Scan the records for the word "brick". Report each line where it occurs.

[Record excerpts]

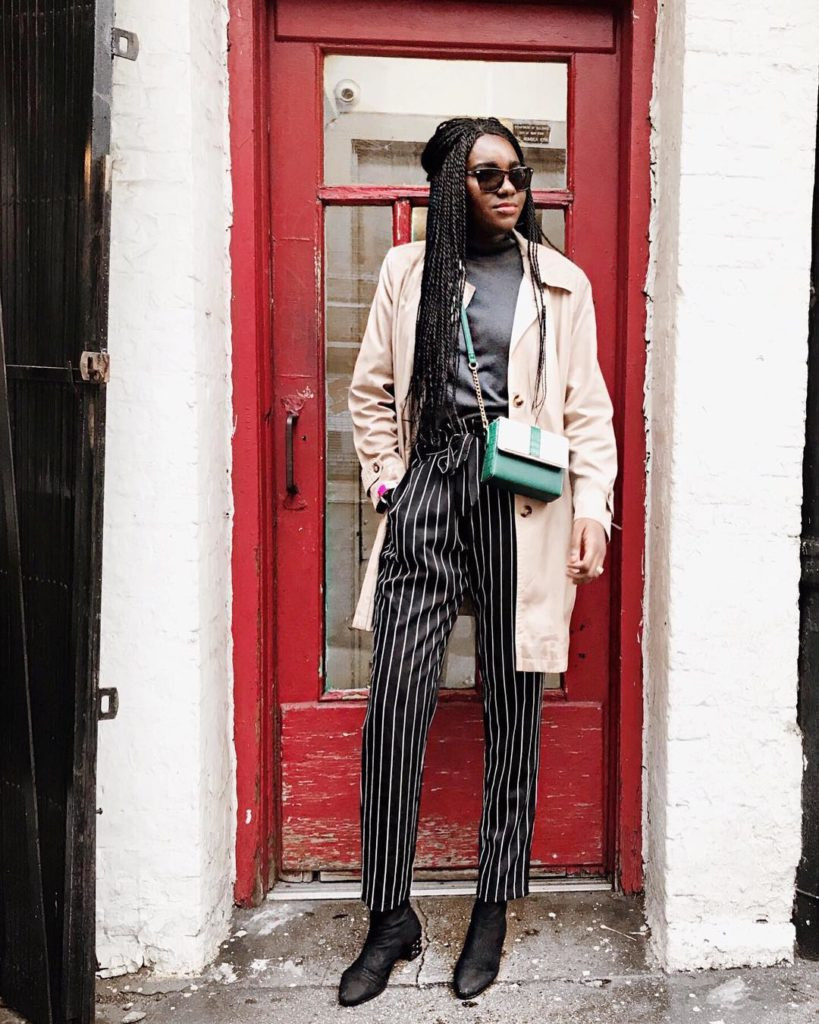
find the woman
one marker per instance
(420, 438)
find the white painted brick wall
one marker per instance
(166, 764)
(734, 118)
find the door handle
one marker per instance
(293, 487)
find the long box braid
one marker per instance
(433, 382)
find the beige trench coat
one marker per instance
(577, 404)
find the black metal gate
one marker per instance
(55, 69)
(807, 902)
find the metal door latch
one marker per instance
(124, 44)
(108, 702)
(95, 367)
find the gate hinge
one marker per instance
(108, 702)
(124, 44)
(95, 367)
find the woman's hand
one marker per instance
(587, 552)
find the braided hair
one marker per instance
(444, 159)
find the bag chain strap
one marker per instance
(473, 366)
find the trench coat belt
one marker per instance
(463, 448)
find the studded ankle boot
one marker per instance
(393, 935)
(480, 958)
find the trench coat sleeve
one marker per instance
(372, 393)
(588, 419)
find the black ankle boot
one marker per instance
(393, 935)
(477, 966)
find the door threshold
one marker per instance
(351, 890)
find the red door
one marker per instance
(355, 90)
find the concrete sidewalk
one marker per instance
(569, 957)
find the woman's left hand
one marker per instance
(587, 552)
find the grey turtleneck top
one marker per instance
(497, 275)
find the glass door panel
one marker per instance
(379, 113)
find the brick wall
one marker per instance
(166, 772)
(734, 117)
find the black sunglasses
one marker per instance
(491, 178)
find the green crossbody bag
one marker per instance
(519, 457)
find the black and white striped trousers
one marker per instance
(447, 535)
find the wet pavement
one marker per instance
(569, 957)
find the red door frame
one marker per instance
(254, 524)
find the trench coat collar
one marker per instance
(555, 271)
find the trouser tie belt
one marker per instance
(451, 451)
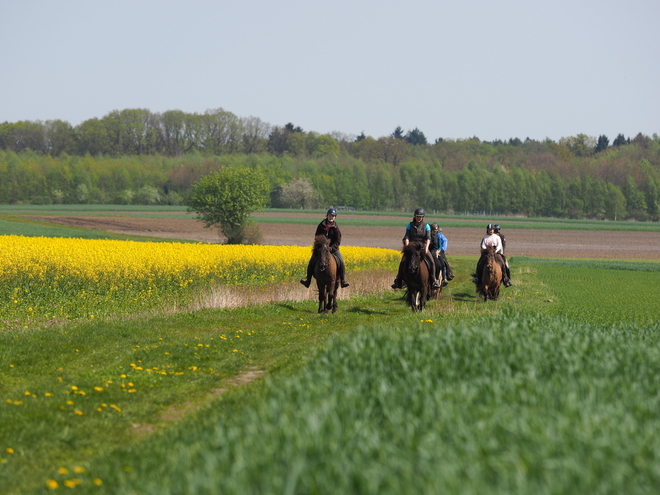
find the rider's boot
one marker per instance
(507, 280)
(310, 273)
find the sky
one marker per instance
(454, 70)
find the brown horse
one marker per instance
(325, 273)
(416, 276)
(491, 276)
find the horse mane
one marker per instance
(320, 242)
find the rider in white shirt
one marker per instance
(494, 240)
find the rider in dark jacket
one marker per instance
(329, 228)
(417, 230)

[/Record excerpts]
[Record excerpts]

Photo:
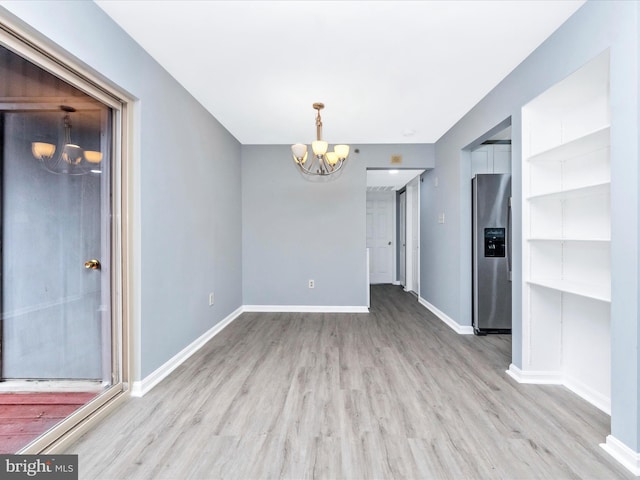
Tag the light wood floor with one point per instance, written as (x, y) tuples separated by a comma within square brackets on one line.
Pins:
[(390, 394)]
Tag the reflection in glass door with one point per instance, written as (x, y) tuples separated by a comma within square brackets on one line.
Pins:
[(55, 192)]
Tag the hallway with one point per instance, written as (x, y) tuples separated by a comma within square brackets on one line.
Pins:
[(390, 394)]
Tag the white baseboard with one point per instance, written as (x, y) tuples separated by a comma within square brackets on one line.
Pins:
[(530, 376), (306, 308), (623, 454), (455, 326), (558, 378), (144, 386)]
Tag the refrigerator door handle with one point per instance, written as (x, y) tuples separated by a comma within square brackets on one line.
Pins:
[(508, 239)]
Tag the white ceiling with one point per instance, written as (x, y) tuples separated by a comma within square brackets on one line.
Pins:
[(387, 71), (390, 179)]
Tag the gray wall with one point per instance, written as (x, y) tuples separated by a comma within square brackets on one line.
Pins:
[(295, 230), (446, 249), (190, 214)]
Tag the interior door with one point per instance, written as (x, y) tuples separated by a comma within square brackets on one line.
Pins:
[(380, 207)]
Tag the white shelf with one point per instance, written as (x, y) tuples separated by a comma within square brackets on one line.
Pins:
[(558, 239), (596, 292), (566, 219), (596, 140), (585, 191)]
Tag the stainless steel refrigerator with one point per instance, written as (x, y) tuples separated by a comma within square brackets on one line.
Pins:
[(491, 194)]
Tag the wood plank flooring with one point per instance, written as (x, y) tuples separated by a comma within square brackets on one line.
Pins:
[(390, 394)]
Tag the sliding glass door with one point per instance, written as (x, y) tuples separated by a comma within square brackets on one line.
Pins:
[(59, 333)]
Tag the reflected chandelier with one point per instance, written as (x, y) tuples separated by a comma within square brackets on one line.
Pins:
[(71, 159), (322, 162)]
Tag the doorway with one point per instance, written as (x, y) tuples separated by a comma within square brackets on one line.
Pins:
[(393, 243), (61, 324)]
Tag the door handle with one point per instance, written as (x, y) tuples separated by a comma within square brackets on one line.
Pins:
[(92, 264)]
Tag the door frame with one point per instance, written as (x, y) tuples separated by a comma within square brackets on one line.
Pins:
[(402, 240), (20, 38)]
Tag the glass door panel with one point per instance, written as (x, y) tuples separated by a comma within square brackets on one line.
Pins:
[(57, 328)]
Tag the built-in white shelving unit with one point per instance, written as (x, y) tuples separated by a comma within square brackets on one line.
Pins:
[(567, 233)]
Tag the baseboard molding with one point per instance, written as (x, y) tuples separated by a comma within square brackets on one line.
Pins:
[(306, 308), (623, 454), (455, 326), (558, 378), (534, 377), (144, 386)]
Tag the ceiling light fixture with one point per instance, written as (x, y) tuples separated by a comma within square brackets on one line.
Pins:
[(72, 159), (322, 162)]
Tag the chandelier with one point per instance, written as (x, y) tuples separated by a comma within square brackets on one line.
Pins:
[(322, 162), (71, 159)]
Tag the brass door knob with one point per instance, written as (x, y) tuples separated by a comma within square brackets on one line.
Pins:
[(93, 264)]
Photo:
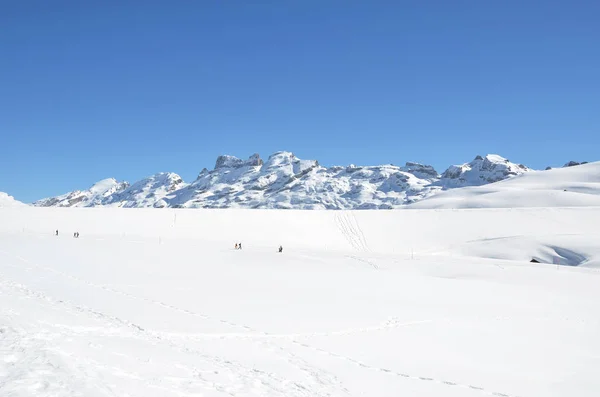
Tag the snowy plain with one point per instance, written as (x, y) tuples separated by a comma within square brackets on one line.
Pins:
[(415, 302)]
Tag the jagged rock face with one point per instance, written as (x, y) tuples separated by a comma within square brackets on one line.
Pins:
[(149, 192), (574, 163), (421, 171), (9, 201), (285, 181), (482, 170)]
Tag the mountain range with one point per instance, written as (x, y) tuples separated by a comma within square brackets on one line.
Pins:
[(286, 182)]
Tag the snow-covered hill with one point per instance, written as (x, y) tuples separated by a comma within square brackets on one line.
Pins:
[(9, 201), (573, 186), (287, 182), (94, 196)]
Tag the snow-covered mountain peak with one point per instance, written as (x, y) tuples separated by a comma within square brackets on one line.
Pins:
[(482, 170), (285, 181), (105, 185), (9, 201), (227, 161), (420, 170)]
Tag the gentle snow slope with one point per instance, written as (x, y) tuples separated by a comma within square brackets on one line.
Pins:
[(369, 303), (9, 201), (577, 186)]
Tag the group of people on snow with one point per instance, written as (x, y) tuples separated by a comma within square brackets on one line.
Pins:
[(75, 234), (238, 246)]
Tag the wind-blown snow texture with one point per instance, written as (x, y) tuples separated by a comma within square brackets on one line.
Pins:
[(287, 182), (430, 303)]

[/Record excerpts]

### Answer section
find the white painted brick wall
find the brick wall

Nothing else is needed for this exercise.